■ WHAT YOU HAVE TO DO
In the article about the 2012 election panel at Fairleigh Dickinson University, who moderated the panel?

On Tuesday, Sept. 18, the semester’s first Hot Topics panel, “The 2012 Election: What Students Need to Know,” commenced in Lenfell Hall at Fairleigh Dickinson University’s College at Florham campus.
The FDU community was well represented in the panel, which included senior Dan Palmer, president of the Student Government Association; Dan Cassino, an associate professor in the political science department; Gary Bronson, a professor of information systems and decisions sciences; and Evangelos Djimopoulos, a professor of economics and chair of the economics, finance and international business department. Krista Jenkins, executive director of PublicMind, served as moderator.
Cassino kicked off the panel by discussing the unemployment rate and how it will affect FDU students in the long run.
The unemployment rate is currently at 8.1 percent but the most important number, Cassino explained, is the U6. The U6 includes all people who don’t have jobs – including those who are unlikely to ever get a job. This number is currently at 15.5 percent.
“If you have a college degree, things are still good,” despite the high unemployment and U6 numbers, Cassino said.
Cassino said that the philosophy that any person who wants a job can have one is simply no longer true.

■ DATA
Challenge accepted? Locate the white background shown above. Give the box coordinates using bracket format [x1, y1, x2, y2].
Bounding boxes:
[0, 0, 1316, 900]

■ EXPECTED ANSWER
Krista Jenkins, executive director of PublicMind